• EXERCISE: Leave out the lines before the one with "TARGET = id card badge"; output that line and all remaining lines of the records exactly.

• DATA FOR PROCESSING:
•••••

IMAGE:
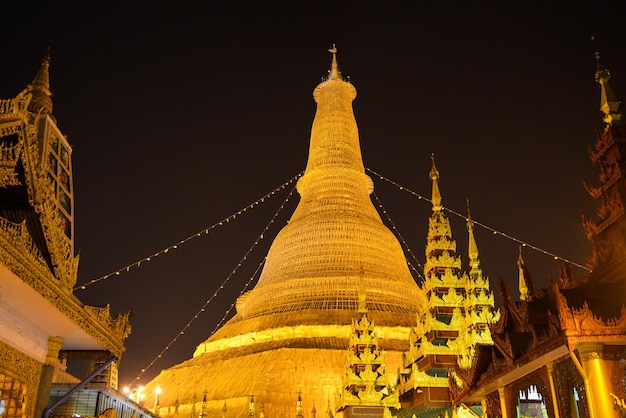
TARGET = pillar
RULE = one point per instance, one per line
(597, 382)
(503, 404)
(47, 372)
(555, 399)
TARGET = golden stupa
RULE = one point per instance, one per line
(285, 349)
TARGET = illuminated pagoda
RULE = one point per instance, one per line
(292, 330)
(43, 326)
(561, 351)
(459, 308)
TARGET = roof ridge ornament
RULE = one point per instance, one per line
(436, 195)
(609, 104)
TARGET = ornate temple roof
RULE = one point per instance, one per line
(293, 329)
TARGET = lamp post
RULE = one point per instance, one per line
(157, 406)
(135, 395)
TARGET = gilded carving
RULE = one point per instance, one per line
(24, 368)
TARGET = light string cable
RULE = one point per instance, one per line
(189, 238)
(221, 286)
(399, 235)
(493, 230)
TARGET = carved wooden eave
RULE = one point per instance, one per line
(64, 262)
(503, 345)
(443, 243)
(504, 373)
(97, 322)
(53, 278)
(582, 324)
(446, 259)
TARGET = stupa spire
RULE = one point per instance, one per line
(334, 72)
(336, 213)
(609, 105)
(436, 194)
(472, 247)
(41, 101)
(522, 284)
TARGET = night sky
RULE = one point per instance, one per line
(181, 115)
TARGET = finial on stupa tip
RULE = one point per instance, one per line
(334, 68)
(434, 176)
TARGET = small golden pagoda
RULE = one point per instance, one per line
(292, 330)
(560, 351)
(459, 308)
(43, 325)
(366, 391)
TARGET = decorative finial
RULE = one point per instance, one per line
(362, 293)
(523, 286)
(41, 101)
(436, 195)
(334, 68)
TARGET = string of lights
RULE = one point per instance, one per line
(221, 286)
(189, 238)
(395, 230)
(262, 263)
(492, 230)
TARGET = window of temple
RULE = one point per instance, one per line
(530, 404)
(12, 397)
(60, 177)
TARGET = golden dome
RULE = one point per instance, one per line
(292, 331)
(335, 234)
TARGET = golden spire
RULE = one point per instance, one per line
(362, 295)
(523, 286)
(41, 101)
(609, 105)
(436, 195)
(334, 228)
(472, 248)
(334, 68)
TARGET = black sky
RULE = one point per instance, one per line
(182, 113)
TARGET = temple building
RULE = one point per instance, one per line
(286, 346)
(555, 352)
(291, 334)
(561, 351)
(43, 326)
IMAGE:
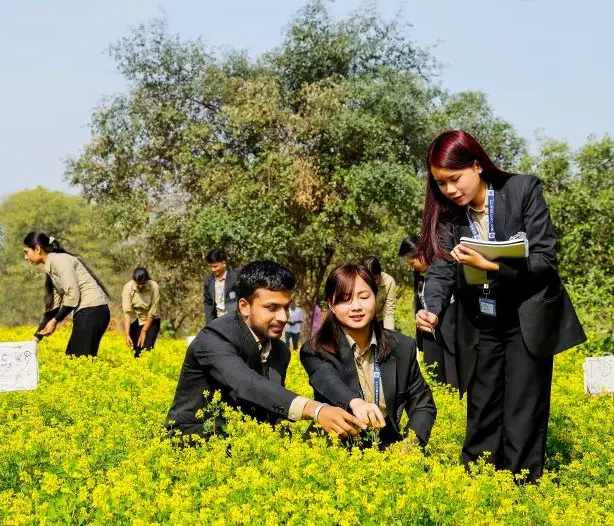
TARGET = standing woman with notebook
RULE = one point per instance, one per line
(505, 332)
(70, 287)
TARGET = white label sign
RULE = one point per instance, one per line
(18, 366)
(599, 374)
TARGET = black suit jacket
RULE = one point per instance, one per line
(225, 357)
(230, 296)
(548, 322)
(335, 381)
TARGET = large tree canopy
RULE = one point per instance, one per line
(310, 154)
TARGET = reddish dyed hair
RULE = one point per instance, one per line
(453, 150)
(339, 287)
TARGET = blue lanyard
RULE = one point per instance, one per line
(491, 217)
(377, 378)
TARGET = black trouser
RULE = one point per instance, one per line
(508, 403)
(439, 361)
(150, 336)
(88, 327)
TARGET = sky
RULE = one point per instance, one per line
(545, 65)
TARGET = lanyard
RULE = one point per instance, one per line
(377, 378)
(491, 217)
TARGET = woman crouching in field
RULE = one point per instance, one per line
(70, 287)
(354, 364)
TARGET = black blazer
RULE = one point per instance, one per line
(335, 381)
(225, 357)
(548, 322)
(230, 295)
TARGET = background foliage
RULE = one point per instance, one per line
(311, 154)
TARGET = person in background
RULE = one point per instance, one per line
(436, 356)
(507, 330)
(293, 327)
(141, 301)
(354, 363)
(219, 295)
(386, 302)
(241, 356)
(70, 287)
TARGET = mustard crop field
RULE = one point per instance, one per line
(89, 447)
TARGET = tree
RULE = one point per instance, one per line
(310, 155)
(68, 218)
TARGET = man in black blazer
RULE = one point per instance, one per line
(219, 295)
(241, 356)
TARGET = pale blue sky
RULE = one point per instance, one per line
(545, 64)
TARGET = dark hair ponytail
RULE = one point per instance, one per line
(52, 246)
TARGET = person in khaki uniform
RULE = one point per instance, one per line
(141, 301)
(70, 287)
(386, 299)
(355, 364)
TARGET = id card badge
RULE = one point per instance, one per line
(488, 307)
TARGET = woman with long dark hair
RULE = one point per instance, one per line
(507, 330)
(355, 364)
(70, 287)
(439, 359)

•••••

• SOLUTION:
TARGET = id card badge
RULE = one point per instance, one per line
(488, 307)
TARGET = woman with long dark hair
RULE = one point per instance, one per line
(507, 330)
(355, 364)
(70, 287)
(439, 359)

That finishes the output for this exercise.